> [Required work]:
Rewrite every line of the records below as a numbered list, omitting any blank lines.
--- Begin ---
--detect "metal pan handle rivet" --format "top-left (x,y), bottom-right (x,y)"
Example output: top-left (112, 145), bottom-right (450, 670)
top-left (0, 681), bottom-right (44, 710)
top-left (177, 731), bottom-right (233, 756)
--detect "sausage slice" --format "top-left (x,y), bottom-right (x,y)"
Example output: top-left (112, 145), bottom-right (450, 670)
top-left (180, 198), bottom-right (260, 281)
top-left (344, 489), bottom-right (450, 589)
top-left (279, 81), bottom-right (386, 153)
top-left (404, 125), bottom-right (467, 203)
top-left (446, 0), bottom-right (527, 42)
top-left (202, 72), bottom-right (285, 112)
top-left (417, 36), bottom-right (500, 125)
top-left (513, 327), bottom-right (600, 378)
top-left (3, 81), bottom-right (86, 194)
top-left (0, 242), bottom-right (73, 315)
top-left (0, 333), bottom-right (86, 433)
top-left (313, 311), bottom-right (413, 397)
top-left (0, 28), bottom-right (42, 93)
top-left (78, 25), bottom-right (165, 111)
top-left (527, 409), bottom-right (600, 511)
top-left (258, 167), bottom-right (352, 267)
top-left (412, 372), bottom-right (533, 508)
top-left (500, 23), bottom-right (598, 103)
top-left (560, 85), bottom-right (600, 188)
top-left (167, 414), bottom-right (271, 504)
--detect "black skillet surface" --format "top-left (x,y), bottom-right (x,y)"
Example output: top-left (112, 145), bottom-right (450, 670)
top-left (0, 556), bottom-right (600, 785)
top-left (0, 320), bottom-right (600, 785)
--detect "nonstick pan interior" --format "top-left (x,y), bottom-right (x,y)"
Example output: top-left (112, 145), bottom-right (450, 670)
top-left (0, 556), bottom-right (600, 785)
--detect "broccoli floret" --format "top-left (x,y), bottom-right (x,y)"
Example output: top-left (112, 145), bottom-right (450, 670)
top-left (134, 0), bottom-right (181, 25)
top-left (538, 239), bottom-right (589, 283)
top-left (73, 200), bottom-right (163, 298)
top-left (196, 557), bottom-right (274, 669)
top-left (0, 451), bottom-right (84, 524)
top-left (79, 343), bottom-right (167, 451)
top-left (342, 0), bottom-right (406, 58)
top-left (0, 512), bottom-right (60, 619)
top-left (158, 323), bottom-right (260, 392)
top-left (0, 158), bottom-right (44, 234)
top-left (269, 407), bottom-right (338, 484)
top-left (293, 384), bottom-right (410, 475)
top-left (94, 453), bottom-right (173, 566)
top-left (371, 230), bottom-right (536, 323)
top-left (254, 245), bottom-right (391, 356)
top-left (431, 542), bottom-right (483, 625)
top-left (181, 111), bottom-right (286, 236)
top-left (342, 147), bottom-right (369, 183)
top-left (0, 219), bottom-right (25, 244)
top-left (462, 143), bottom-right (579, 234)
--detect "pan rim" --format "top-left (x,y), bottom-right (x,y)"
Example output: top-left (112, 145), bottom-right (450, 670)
--- End ---
> [Result below]:
1. --detect "metal pan handle rivet" --format "top-left (x,y), bottom-right (x,y)"
2. Example output: top-left (112, 145), bottom-right (450, 670)
3. top-left (0, 681), bottom-right (44, 710)
4. top-left (177, 731), bottom-right (233, 756)
5. --detect "sausage slice" --format "top-left (x,y), bottom-right (x,y)"
6. Example output: top-left (112, 145), bottom-right (450, 670)
7. top-left (180, 198), bottom-right (260, 281)
8. top-left (344, 489), bottom-right (450, 589)
9. top-left (279, 81), bottom-right (386, 153)
10. top-left (404, 125), bottom-right (467, 203)
11. top-left (446, 0), bottom-right (527, 42)
12. top-left (202, 72), bottom-right (285, 112)
13. top-left (417, 36), bottom-right (500, 125)
14. top-left (513, 327), bottom-right (600, 378)
15. top-left (3, 81), bottom-right (86, 194)
16. top-left (0, 242), bottom-right (73, 315)
17. top-left (0, 333), bottom-right (86, 433)
18. top-left (313, 311), bottom-right (413, 397)
19. top-left (0, 28), bottom-right (42, 93)
20. top-left (78, 25), bottom-right (165, 111)
21. top-left (527, 409), bottom-right (600, 511)
22. top-left (258, 167), bottom-right (352, 267)
23. top-left (412, 372), bottom-right (533, 508)
24. top-left (500, 23), bottom-right (598, 103)
25. top-left (560, 85), bottom-right (600, 188)
26. top-left (167, 414), bottom-right (271, 504)
27. --detect "black skillet surface" --format "top-left (x,y), bottom-right (x,y)"
28. Example output: top-left (112, 145), bottom-right (450, 670)
29. top-left (0, 556), bottom-right (600, 785)
30. top-left (0, 320), bottom-right (600, 785)
31. --detect "nonstick pan interior" --format "top-left (x,y), bottom-right (x,y)"
32. Example output: top-left (112, 145), bottom-right (450, 670)
33. top-left (0, 556), bottom-right (600, 785)
34. --detect "broccoli floret" --format "top-left (x,y), bottom-right (x,y)"
35. Example output: top-left (112, 145), bottom-right (450, 670)
36. top-left (134, 0), bottom-right (181, 25)
37. top-left (538, 239), bottom-right (589, 283)
38. top-left (73, 200), bottom-right (163, 298)
39. top-left (196, 557), bottom-right (274, 669)
40. top-left (0, 451), bottom-right (84, 524)
41. top-left (79, 343), bottom-right (167, 451)
42. top-left (342, 0), bottom-right (406, 58)
43. top-left (0, 512), bottom-right (60, 619)
44. top-left (158, 323), bottom-right (260, 392)
45. top-left (0, 158), bottom-right (44, 234)
46. top-left (269, 407), bottom-right (338, 484)
47. top-left (293, 384), bottom-right (410, 475)
48. top-left (94, 453), bottom-right (173, 566)
49. top-left (371, 230), bottom-right (536, 323)
50. top-left (254, 245), bottom-right (391, 356)
51. top-left (431, 542), bottom-right (483, 625)
52. top-left (181, 111), bottom-right (286, 236)
53. top-left (342, 147), bottom-right (369, 183)
54. top-left (0, 219), bottom-right (25, 244)
55. top-left (462, 143), bottom-right (579, 234)
56. --detect "pan rim" --format "top-left (x,y), bottom-right (x,y)"
57. Example output: top-left (112, 145), bottom-right (450, 670)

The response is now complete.